■ 元の文章 ■
遊びのあるKen BandとハングリーさのあるNAMBA69
──今回のカバー曲を選んだ背景も聞かせてください。Ken BandはHanoi Rocks「Malibu Beach Nightmare」のカバーをしていますが、Hanoi Rocksは好きだったんですか?
横山 大好きですよ。あの曲のカバーは下手にアレンジせずに、そのまんまやってみて、お客さんが喜んでいるところが目に浮かんじゃって。サックスソロをギターで弾いてるところが違うぐらいで。あと、BPMがちょい速い。カバーについては、NAMBA69の方が興味深いと思いますよ(笑)。
──NAMBA69はBlur「Song 2」のカバーを収録しています。
難波 あのカバー、変ですよね。「このカバーやんない?」って俺が言ったのかな? そしたらko-heyが難色を示したんですよ。「俺、そのままやるの嫌です」って言ってきて、Aメロにスカパートをいきなり持ってきたの。最初は意味わかんねえと思ったんだけど(笑)、結果的に採用した。あいつのそういうところ、すごいですよね。
横山 けっこう僕とko-heyって同じギタリストでありながら、真逆の思考なのかもしれないですね。でも僕も20代の頃はそうだったかも。今は年取っちゃってなんでもよくなっちゃったところがあるんですよね。いや、そんな無責任なことを言っちゃダメか(笑)。
──オープンマインドになったということですよね。
難波 ああ、でもそれは感じるな。Ken Bandの懐のデカさと言うか。比べちゃうと、NAMBA69よりも大人だもん。みんなが音を楽しめてる。そういう余裕は感じましたね。
横山 今ハッと思ったのが、Ken Bandにはある程度の余裕とか遊び心はあるけど、NAMBA69にはハングリーさがありますよね。そこの対比もまた面白いんですよ。

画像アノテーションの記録
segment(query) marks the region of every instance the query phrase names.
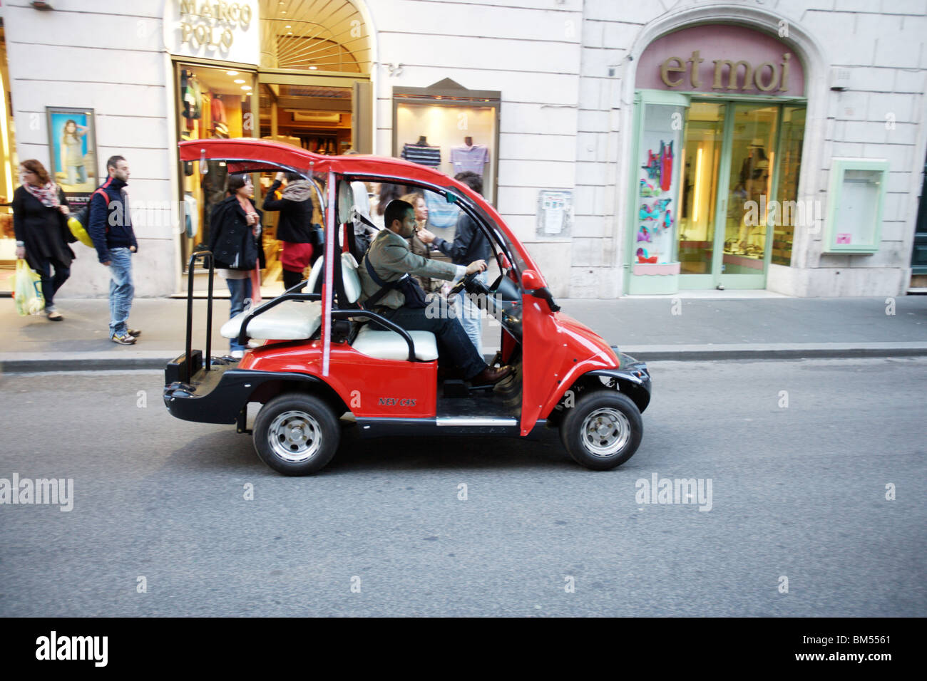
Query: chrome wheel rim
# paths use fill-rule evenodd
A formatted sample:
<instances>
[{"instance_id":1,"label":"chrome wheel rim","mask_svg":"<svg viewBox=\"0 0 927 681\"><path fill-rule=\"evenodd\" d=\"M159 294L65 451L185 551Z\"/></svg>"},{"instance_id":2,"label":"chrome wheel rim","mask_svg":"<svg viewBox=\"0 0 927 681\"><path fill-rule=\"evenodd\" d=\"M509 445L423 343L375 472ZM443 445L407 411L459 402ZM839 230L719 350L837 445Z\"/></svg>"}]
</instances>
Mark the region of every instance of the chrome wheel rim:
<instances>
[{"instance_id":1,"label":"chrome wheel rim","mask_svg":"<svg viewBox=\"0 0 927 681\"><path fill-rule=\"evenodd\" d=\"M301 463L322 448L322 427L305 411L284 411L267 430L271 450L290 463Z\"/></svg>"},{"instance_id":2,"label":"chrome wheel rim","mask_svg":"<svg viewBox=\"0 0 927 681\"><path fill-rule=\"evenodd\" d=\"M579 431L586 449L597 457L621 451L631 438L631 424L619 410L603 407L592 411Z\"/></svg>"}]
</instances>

--

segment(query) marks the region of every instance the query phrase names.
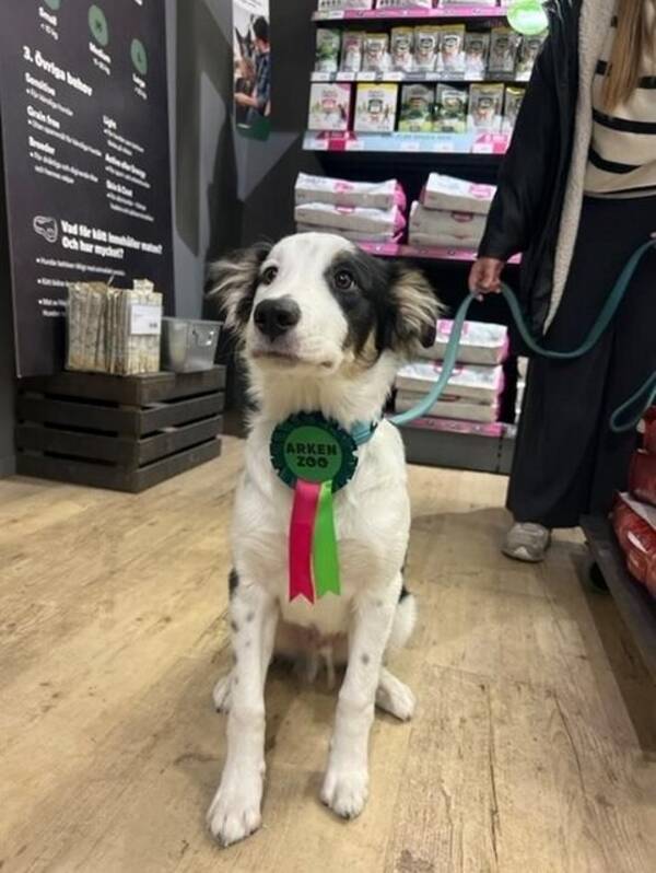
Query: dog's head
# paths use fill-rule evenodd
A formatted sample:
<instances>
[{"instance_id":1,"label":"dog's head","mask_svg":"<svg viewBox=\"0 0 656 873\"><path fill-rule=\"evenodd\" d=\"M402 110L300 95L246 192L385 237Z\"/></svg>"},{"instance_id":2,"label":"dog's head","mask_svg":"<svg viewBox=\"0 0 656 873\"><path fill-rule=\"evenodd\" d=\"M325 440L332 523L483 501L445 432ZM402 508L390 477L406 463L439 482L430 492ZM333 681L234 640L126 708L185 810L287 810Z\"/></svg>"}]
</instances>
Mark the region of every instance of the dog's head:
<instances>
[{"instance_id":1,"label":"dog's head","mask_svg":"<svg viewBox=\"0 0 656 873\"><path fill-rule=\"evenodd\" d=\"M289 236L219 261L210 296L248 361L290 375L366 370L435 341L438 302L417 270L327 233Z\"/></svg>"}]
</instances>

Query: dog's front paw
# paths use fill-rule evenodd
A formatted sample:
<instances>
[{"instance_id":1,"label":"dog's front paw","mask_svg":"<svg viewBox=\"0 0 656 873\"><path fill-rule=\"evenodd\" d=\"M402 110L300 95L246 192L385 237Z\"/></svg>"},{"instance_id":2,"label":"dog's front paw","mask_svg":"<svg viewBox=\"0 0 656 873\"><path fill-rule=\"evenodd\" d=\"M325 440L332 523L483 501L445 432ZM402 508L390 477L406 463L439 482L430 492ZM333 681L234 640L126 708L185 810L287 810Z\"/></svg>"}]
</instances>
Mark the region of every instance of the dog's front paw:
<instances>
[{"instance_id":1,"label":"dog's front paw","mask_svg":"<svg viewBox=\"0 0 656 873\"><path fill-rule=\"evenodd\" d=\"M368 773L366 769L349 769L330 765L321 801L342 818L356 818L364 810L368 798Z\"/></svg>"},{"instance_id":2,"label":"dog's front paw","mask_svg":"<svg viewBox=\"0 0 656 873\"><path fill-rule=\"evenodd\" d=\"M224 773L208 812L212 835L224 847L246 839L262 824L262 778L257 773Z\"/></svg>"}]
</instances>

■ やること ■
1. Ken BandとNAMBA69の対談で、Ken Bandの「Malibu Beach Nightmare」のカバーは、原曲とどこが違うと話していますか?
2. Ken BandとNAMBA69の対談を、最後の発言のあとから書き進めてください。

■ 答え ■
1. サックスソロをギターで弾いているところと、BPMがちょっと速いところです。

2.
難波 話は飛んじゃいますけど、今作はPIZZA OF DEATHから出るんですよね。そこもハングリーですよ(笑)。まずはKen Bandファン、PIZZA OF DEATHキッズは間違いなく100%聴くわけでしょ。俺らはそこにチャレンジするわけですよ、「こんなバンドいるよ」って。今までもしかしたら耳も傾けてくれなかった人が、どうしても1回は聴いちゃうわけですよ。そこで1回聴いたときに「おお、いいじゃん!」「ヤベエじゃん!」って思わせるにはどうすればいいのかな?っていう。そこはハングリーになるし、チャレンジですよね。
横山 でも実はそれは僕にもあって。Ken Bandは聴かないけどNAMBA69は聴く人がいるわけ。そういうヤツをやっぱりノックアウトしたいじゃん。NAMBA69って、今元気のあるラウドロックを好んで聴く人たちが聴ける音楽性を持ってるじゃないですか。そういう子たちはKen Bandは聴かないんですよ。そういう子らに「こっち来いよ」「こういうのもあるよ」っていうのを提示したかったし。それはお互い絶対にあるんです。だから作品を作る段階ではタイトル通り“Ken Yokoyama VS NAMBA69”でいいんですけど、作品としてツアーで持って回るときは、「みんな来いよ」っていう気持ちでいますね。これ言っちゃ元も子もないかもしれないんだけど、「All Generations」(2017年10月発売のHi-STANDARDのアルバム「THE GIFT」の1曲目タイトル)ってことじゃなんじゃないの?(笑)
褒め合いに猛照
──では最後にお互いがどういう人なのか、褒め合いをしてほしいんですが。
横山 ちなみにこのインタビュー、今までもほぼ褒め合いですよ(笑)。コラム(参照:横山健の別に危なくないコラム)にも書いたんですけど、難ちゃんは、本当に“火の玉”みたいな人なんですよ。それが悪く作用しちゃうときもある。でも今はそれがすごくいいほうに作用してるし、少なくとも僕が一緒にハイスタでやってるときは、僕が悪いようには作用させないと思ってます。
難波 落ちてるときとか助けてくれますからね。すごく上げてくれるんですよ。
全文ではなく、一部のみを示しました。